__Data to process__:
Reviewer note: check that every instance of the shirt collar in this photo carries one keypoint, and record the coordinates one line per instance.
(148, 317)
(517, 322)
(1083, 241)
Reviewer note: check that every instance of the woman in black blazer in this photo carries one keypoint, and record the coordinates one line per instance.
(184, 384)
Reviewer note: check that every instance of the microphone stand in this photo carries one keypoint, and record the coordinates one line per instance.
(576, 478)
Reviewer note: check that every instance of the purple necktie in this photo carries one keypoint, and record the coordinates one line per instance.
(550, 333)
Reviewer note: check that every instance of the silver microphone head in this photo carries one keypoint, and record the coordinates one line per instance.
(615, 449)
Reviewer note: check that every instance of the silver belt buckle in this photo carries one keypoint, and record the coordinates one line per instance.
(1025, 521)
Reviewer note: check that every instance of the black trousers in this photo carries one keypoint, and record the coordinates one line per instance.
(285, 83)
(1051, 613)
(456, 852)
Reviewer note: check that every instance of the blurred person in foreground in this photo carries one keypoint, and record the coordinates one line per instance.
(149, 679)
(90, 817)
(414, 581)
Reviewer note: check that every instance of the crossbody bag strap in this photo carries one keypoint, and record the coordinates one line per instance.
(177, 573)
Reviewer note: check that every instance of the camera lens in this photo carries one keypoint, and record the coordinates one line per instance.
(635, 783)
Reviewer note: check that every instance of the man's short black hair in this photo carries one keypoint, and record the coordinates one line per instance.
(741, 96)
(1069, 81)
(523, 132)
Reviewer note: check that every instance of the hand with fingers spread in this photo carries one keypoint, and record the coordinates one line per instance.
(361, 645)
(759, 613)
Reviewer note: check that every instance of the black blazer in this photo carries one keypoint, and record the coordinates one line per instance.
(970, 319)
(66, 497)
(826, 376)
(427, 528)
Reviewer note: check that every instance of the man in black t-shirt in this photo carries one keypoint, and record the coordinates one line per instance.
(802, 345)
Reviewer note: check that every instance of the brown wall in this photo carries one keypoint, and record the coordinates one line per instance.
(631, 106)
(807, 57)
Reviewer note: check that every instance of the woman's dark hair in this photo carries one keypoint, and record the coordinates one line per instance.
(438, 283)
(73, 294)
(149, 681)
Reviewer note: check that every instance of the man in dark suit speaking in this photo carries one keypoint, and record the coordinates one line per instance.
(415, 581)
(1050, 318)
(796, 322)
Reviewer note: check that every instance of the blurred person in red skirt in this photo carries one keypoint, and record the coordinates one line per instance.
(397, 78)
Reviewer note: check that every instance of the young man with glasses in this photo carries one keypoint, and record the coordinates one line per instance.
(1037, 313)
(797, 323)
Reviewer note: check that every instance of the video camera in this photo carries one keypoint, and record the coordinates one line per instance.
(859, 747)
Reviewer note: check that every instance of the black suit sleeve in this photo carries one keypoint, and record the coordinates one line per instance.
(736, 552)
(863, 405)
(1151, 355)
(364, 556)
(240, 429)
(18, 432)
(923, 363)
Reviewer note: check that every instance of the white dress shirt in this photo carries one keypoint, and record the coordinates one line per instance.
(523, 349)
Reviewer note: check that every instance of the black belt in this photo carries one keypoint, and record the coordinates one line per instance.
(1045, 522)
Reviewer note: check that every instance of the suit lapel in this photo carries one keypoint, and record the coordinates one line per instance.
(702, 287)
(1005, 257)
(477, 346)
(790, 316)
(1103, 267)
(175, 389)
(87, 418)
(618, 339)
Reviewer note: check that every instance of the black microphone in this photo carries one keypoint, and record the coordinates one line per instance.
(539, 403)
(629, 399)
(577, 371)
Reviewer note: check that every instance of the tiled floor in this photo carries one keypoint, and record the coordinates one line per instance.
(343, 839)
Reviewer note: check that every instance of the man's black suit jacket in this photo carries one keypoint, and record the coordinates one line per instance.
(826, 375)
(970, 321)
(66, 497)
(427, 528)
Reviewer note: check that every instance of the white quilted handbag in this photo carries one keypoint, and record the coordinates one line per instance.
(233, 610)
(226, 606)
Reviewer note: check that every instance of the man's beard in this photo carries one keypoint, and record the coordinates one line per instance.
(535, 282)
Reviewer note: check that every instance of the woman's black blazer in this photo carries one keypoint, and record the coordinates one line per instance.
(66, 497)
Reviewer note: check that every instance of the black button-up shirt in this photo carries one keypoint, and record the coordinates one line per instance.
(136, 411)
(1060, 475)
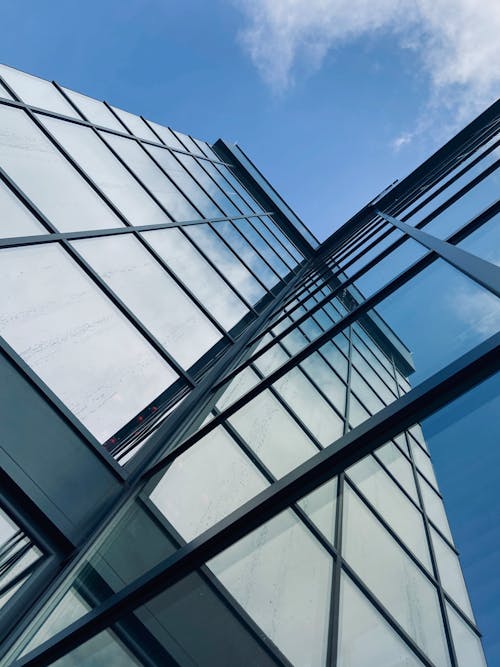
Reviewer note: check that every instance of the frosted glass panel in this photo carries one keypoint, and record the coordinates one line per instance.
(16, 220)
(198, 275)
(395, 580)
(137, 278)
(271, 432)
(152, 177)
(365, 637)
(136, 125)
(309, 405)
(320, 506)
(76, 340)
(228, 263)
(94, 111)
(281, 576)
(106, 171)
(47, 178)
(434, 508)
(206, 483)
(403, 517)
(399, 466)
(467, 644)
(450, 572)
(37, 92)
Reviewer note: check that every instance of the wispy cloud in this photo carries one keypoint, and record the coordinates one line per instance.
(456, 42)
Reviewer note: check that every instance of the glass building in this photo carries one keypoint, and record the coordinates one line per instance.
(214, 426)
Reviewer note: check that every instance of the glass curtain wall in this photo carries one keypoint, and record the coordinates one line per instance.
(287, 511)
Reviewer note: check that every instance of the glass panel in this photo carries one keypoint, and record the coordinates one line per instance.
(310, 406)
(468, 206)
(104, 169)
(76, 340)
(399, 466)
(272, 433)
(37, 92)
(135, 276)
(451, 574)
(485, 241)
(228, 263)
(94, 111)
(16, 220)
(463, 440)
(103, 649)
(166, 135)
(185, 182)
(136, 125)
(320, 506)
(392, 505)
(51, 183)
(198, 275)
(153, 178)
(206, 483)
(467, 644)
(211, 188)
(459, 314)
(391, 266)
(243, 382)
(365, 638)
(281, 576)
(434, 508)
(393, 578)
(246, 253)
(4, 92)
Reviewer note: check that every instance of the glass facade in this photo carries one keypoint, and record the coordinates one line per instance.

__Brief__:
Transcribe the material as is, with images omitted.

__Response box__:
Reviewer note: check that every instance of the shirt collar in this photo carries one keypoint, and record the coordinates one line per instance.
(148, 317)
(517, 322)
(1083, 241)
Reviewer note: check that every instance of the woman in black blazer in this photo carries one keypoint, and record the coordinates one line per instance.
(184, 384)
Reviewer note: check that every instance of the microphone stand in this photo carries one keypoint, and record the coordinates one line per instance.
(576, 478)
Reviewer note: check that every instance of the purple necktie in this photo carries one keypoint, and record the coordinates one line per instance.
(550, 333)
Reviewer note: check that every instance of the silver microphone head in this photo carries one keypoint, and record the coordinates one line per instance.
(615, 449)
Reviewer note: check that every instance of the silver belt buckle in this photo carries one keypoint, and record the coordinates one line per instance.
(1025, 521)
Reviewer note: check that every instance of the black trousers in this photo carries one keypoint, and record the coordinates one line per instance.
(285, 83)
(1051, 613)
(456, 852)
Reviewer note: check that every instance of the blurred person in foreground in this photo carries one keypoint, and record the coordinates one line per instance.
(149, 679)
(90, 817)
(414, 581)
Reviewer note: check that every instance of the crossbody bag strap in this photo carries one keypoint, and record the coordinates one line per instance.
(177, 573)
Reviewer note: check that every instance of the camera lens in this photo carries one keypoint, and record the coordinates one line per instance.
(635, 783)
Reviewer note: check that every instance of the man's short black hair in this photo carries one keypoint, and record the coordinates one line per instance.
(741, 96)
(1069, 81)
(523, 132)
Reviewer note: check that every instance of the hand with fingers spread in this photo carries one keypoint, and record the coordinates one line per instance.
(361, 645)
(759, 613)
Reviewer note: check that every instance of the black blazer in this photo carries one keypoint, and record the coordinates one line per instance.
(970, 319)
(66, 497)
(826, 376)
(427, 528)
Reviewer note: check that every instance of the man in black t-shirt in this photo carries one keypoint, and record the coordinates one line per instance.
(802, 345)
Reviewer note: check that every instance of the brown wall in this photo carries one keypoint, and record the coordinates one line per instance.
(631, 106)
(807, 57)
Reviewer note: check that every instance of the woman's dark hair in this photo carries one keypoint, and record the coordinates one line per instance.
(438, 283)
(73, 294)
(149, 681)
Reviewer note: check that every instance of the man in dark suit speaking in this photo carries one keypoint, and record the coordinates one line per instance.
(415, 581)
(1050, 318)
(796, 322)
Reviewer note: check that every instance of the blurred person in red skirt in this photo carries one keypoint, and record the coordinates one line per instance.
(397, 78)
Reviewer note: check that every instance of the young man with glasses in this photo carries one keypoint, and record the coordinates one line per instance.
(1037, 313)
(797, 323)
Reviewer note: check that every instance of the video camera in this photo carries one keypoint, and record the coordinates one line per instance.
(859, 747)
Reviewer note: check that every instance of the black suit sleeve in this photo carries one keypoint, and record the coordinates one line per instance.
(736, 552)
(863, 405)
(1151, 355)
(364, 556)
(240, 429)
(18, 432)
(923, 363)
Reviewer note: check that every instance of the white dress shirt in this photo carries one keypoint, and record the coordinates one line per instance.
(523, 349)
Reviewer note: check that every instance of the black belt in this photo carries one keypoint, and record the coordinates one line per instance.
(1045, 522)
Reviewer note: check that every instance of the suit lapel in this photo carries one keypoint, and record the coordinates one line per instance.
(702, 287)
(1005, 257)
(477, 346)
(790, 316)
(1103, 267)
(175, 389)
(87, 418)
(618, 339)
Reviewer note: check that every instance of the black microphone in this photo carries one keypoint, and record the coordinates one line per instance.
(539, 403)
(629, 399)
(577, 371)
Reviewer note: check that every instance of the tiled floor in this photo carries one keypoint, and record the coordinates one line per instance.
(343, 839)
Reviewer note: check that every instance of the man's black suit jacket in this photo carries one keypoint, and record the coordinates one line per instance.
(826, 375)
(970, 321)
(66, 497)
(427, 528)
Reviewer note: check that every instance of the white quilted handbag in this photo carries one keypoint, and record the coordinates one line per instance.
(233, 610)
(226, 606)
Reviewer note: check that every instance of the man's beard in this photo carries one keypoint, and record the coordinates one line per instance.
(535, 282)
Reviewer note: check that every instance of the woman's black blazer in this photo carries one keypoint, and record the coordinates one line per instance.
(66, 497)
Reviewer note: check that every instance of the black button-up shirt in this photo carries one keypoint, and record the coordinates one line per instance.
(136, 411)
(1060, 475)
Reviewer note: check that every instance of the frosted glass panel in this photo carries one keypoint, and record the coordinates one line per instance.
(16, 220)
(198, 275)
(395, 580)
(137, 278)
(271, 432)
(152, 177)
(365, 637)
(136, 125)
(309, 405)
(320, 506)
(76, 340)
(228, 263)
(94, 111)
(281, 576)
(106, 171)
(47, 178)
(434, 508)
(206, 483)
(403, 517)
(399, 466)
(467, 644)
(450, 572)
(37, 92)
Reviewer note: check that every instance of the wispy cloud in this photo carries one keypoint, and record the coordinates one line per instance.
(456, 42)
Reviewer note: check that every instance of the glass building in this photo carries one keypoint, and record the coordinates one line per instance.
(214, 426)
Reviewer note: check that every instance of the glass curtain wall in this photo carries one keypoint, and record the coordinates one line per instance.
(287, 511)
Reviewer note: check that every instance of the glass panel in this photo carries one keypoint, and record the coordinates one line per instance.
(310, 406)
(468, 206)
(104, 169)
(76, 340)
(399, 466)
(272, 433)
(37, 92)
(135, 276)
(451, 574)
(485, 241)
(228, 263)
(94, 111)
(16, 220)
(463, 440)
(103, 649)
(166, 135)
(185, 182)
(136, 125)
(320, 506)
(392, 505)
(51, 183)
(198, 275)
(153, 178)
(206, 483)
(467, 644)
(211, 188)
(459, 314)
(391, 266)
(243, 382)
(365, 638)
(281, 576)
(434, 508)
(393, 578)
(246, 253)
(4, 92)
Reviewer note: check that every instance of the glass facade in this photo carries one keypoint, and record the coordinates one line per instance.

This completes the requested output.